Document extract: Begin

Histidine Decarboxylase

Histidine decarboxylase (HDC) is the enzyme that catalyzes the reaction that produces histamine from histidine with the help of vitamin B6 as follows:

Known inhibitors of histidine decarboxylase : catechin, tritoqualine an atypical antihistaminic (Hypostamin©).

C6H9N3O2 → C5H9N3 + CO2

In humans, the histidine decarboxylase enzyme is encoded by the HDC gene.

The biogenic amine histamine is an important modulator of numerous physiologic processes, including neurotransmission, gastric acid secretion, and smooth muscle tone. The biosynthesis of histamine from histidine is catalyzed by the enzyme L-histidine decarboxylase. This homodimeric enzyme is a pyridoxal phosphate (PLP)-dependent decarboxylase and is highly specific for its histidine substrate.

Some mutations in the gene for this enzyme can cause symptoms of Tourette syndrome; however, these mutations have only been observed in one family and are not thought to account for most cases of Tourette syndrome.

In bacteria, it is synthesised as a proenzyme, PI. Cleavage of the proenzyme PI chain yields two subunits, alpha and beta, which arrange as a hexamer, (alpha beta)6, by nonhydrolytic self-catalysis.

Document extract: End
Information supplied: Begin

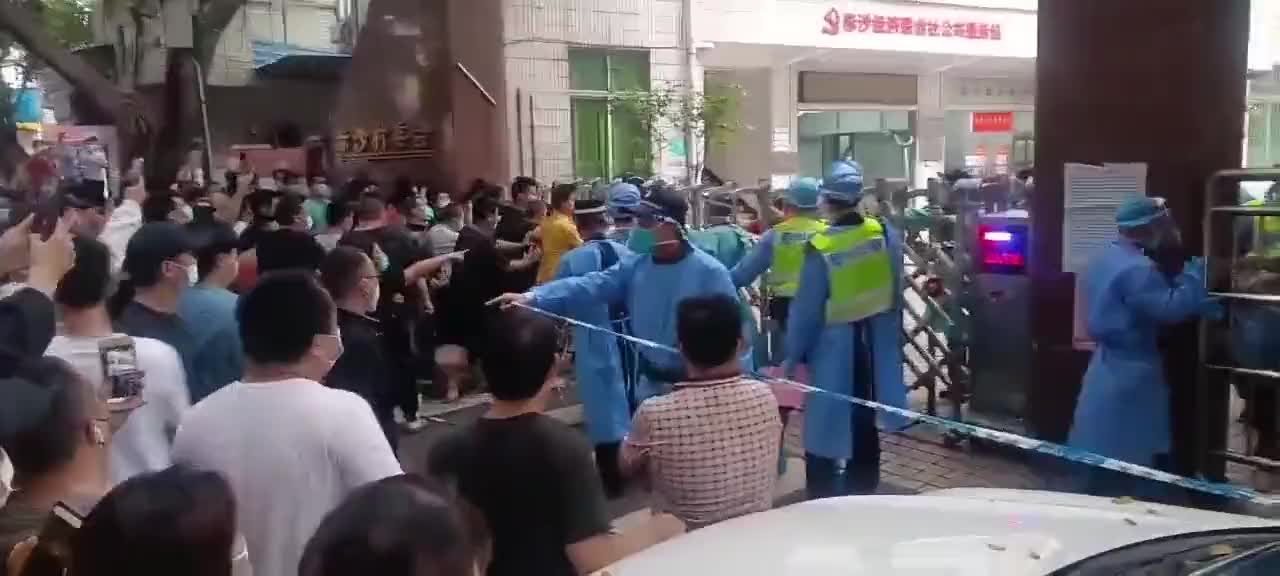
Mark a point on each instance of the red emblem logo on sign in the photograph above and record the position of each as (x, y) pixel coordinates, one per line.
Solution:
(992, 122)
(835, 22)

Information supplied: End

▸ Problems to solve
(A) According to the histidine decarboxylase text, which gene encodes the enzyme in humans?
(B) List the physiologic processes that the histidine decarboxylase text says histamine modulates.
(C) Reproduce everything in the histidine decarboxylase text from "Histidine decarboxylase (HDC)" down to "atypical antihistaminic (Hypostamin©).".

▸ Response list
(A) The HDC gene.

(B) Neurotransmission, gastric acid secretion, and smooth muscle tone.

(C)
Histidine decarboxylase (HDC) is the enzyme that catalyzes the reaction that produces histamine from histidine with the help of vitamin B6 as follows:

Known inhibitors of histidine decarboxylase : catechin, tritoqualine an atypical antihistaminic (Hypostamin©).